> _Consigne écrite 1_: Recopiez les données en partant du début et en finissant à la ligne qui contient « [46,368,61,392] », incluse, en remplaçant « ocean water » par « seawater » sans rien changer d'autre. Ne mettez pas les images dans votre réponse.
━━━━━ Extrait proposé ━━━━━
Ecartons d’emblée l’idée qu’elle ait à voir avec les élaborations simplissimes du « complexologue » Edgar Morin qui, dans l’affaire, n’aura servi que d’habillage communicationnel. La politique de civilisation fut d’abord définie négativement par Henri Guaino en opposition à la politique de gestion. Politique dont la finalité consiste seulement à agir aux marges d’une situation qui, globalement, s’impose. Dans la Conception gestionnaire, la réalité est une donnée qui fait l’objet d’un traitement. C’est pourquoi la politique de gestion est un système où règne l’expertise. Promouvoir une politique de civilisation, c’est renverser la donne de sorte que la réalité redevienne le résultat de l’action politique et n’en soit plus le primat. En tant qu’il professe l’efficacité de l’action, le sarkozisme nous fait passer d’une logique d’adaptation à une logique de transformation. Bref, il redonne du sens au politique.

En effet, depuis une quarantaine d’année, l’idée que « gouverner, c’est gérer », s’est peu à peu imposée au fil des présidences… La même séquence, répétée après chaque élection, avait fini par briser le ressort démocratique : le second Premier ministre des présidents ramenait aux réalités et sonnait le glas des espoirs de transformation qui avaient pourtant permis l’élection. Ainsi, après mai 68 – la révolution qui accoucha de Couve de Murville – la « nouvelle société » de Chaban s’est achevée avec Messmer, la « nouvelle ère » de Giscard avec Barre, le « changer la vie » de Mitterrand avec Fabius. Pour Chirac, point ne fut besoin d’attendre un nouveau chef de gouvernement. Six mois après son élection, on nous fit comprendre que la promesse de réduire la fracture sociale n’engagerait jamais que ceux qui y avaient cru.
━━━━━ Données fournies ━━━━━
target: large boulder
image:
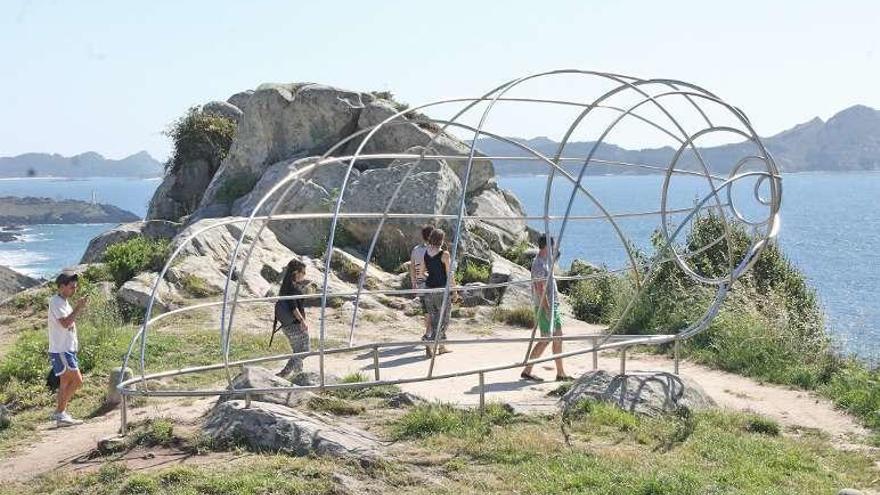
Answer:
[561,370,715,416]
[342,160,461,266]
[233,157,359,255]
[220,366,313,407]
[202,100,244,124]
[201,83,360,207]
[467,186,528,252]
[204,400,381,466]
[349,99,495,193]
[80,220,179,263]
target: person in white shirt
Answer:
[409,225,434,340]
[48,271,88,427]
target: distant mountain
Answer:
[0,151,164,177]
[0,196,141,225]
[477,105,880,175]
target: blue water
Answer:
[0,177,160,277]
[499,172,880,362]
[0,176,880,361]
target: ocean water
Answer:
[0,172,880,362]
[498,172,880,362]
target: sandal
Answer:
[519,371,544,383]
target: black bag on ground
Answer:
[46,368,61,392]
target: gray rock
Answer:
[486,253,532,309]
[226,89,254,112]
[220,366,313,407]
[104,367,131,409]
[202,101,244,123]
[342,156,461,261]
[204,400,381,466]
[467,182,527,252]
[561,370,715,416]
[201,83,360,207]
[233,157,359,256]
[80,220,178,263]
[348,100,495,193]
[116,272,179,312]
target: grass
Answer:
[394,403,878,495]
[0,288,286,452]
[0,455,339,495]
[492,306,537,328]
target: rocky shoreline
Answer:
[0,196,140,229]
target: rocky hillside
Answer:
[0,151,163,177]
[82,83,529,311]
[477,105,880,175]
[0,196,140,225]
[0,265,40,301]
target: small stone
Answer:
[386,392,424,409]
[98,435,125,454]
[0,404,12,430]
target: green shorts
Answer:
[536,307,562,337]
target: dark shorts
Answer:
[49,352,79,376]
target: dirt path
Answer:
[0,323,867,480]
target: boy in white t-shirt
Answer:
[48,271,87,426]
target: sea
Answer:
[0,172,880,363]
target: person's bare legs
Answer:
[55,370,83,413]
[522,340,547,375]
[553,331,567,377]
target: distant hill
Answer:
[0,196,141,225]
[477,105,880,175]
[0,151,164,177]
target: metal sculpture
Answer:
[119,70,782,431]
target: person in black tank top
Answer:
[425,229,452,357]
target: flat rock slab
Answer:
[204,400,382,466]
[561,370,715,416]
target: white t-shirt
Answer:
[49,294,79,353]
[409,244,428,283]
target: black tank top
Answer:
[425,249,446,289]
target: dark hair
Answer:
[55,272,79,287]
[278,258,306,296]
[422,223,434,241]
[428,229,446,247]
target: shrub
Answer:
[165,107,236,175]
[104,236,170,286]
[501,241,532,268]
[492,306,537,328]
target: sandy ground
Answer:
[0,319,867,480]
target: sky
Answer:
[0,0,880,159]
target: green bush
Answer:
[165,107,236,175]
[104,236,170,286]
[492,306,537,328]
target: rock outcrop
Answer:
[204,400,382,466]
[561,370,715,416]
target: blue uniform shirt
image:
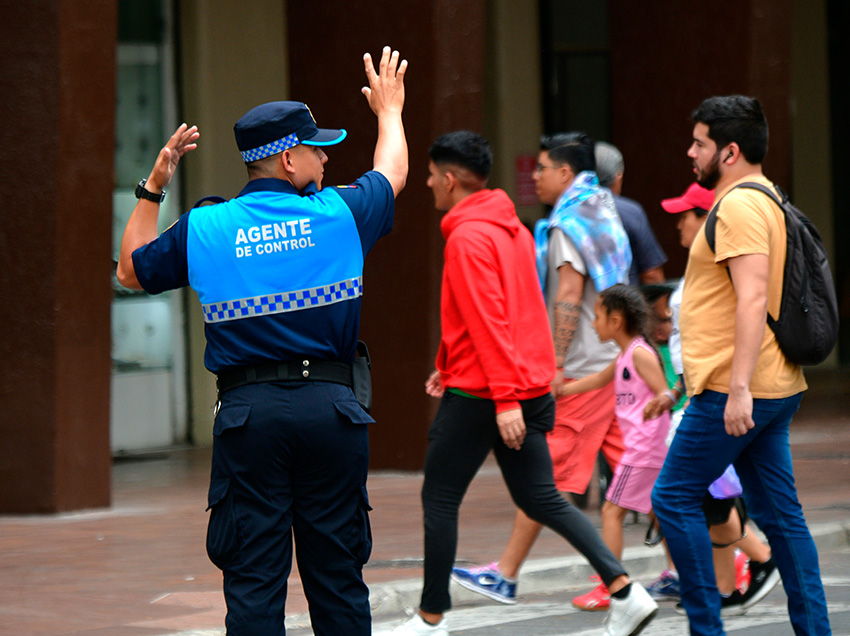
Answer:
[133,172,395,373]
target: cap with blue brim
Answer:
[233,102,347,163]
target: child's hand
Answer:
[643,393,673,420]
[555,380,575,397]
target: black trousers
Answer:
[207,382,373,636]
[420,392,625,614]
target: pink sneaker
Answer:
[573,583,611,612]
[735,550,750,594]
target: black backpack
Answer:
[705,182,838,364]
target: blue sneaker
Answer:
[646,570,680,601]
[452,563,516,605]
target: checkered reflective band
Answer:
[202,277,363,323]
[241,133,301,163]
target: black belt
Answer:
[216,358,353,395]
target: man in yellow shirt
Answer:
[652,95,831,636]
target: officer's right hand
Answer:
[145,124,201,193]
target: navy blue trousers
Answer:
[207,382,373,636]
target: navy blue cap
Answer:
[233,102,347,163]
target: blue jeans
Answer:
[652,391,832,636]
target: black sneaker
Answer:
[674,590,748,616]
[743,559,779,609]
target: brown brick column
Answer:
[0,0,117,513]
[287,0,486,469]
[609,0,793,276]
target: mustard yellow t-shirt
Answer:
[679,177,807,399]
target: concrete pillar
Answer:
[0,0,117,513]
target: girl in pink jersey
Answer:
[559,284,670,609]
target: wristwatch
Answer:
[136,179,165,203]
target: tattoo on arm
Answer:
[552,301,581,367]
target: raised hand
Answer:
[361,46,407,117]
[146,124,200,192]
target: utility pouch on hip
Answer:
[351,340,372,413]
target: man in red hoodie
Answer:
[393,131,657,636]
━━━━━
> _Consigne écrite 2_: D'après l'extrait, avec quel Premier ministre s'est achevé le « changer la vie » de Mitterrand ?

> _Résultat attendu 1_:
target: large boulder
image:
Answer:
[561,370,715,416]
[342,160,461,266]
[233,157,359,255]
[220,366,313,407]
[202,100,244,124]
[201,83,360,207]
[467,186,528,252]
[204,400,381,466]
[349,99,495,193]
[80,220,179,263]
target: person in white shirt
Answer:
[409,225,434,340]
[48,271,88,427]
target: distant mountain
Answer:
[0,151,164,177]
[0,196,141,225]
[477,105,880,175]
target: blue water
Answer:
[0,177,160,277]
[499,172,880,362]
[0,176,880,361]
target: seawater
Answer:
[0,172,880,362]
[498,172,880,362]
target: sandal
Answer:
[519,371,544,383]
target: black bag on ground
Answer:
[46,368,61,392]

> _Résultat attendu 2_: Avec Fabius.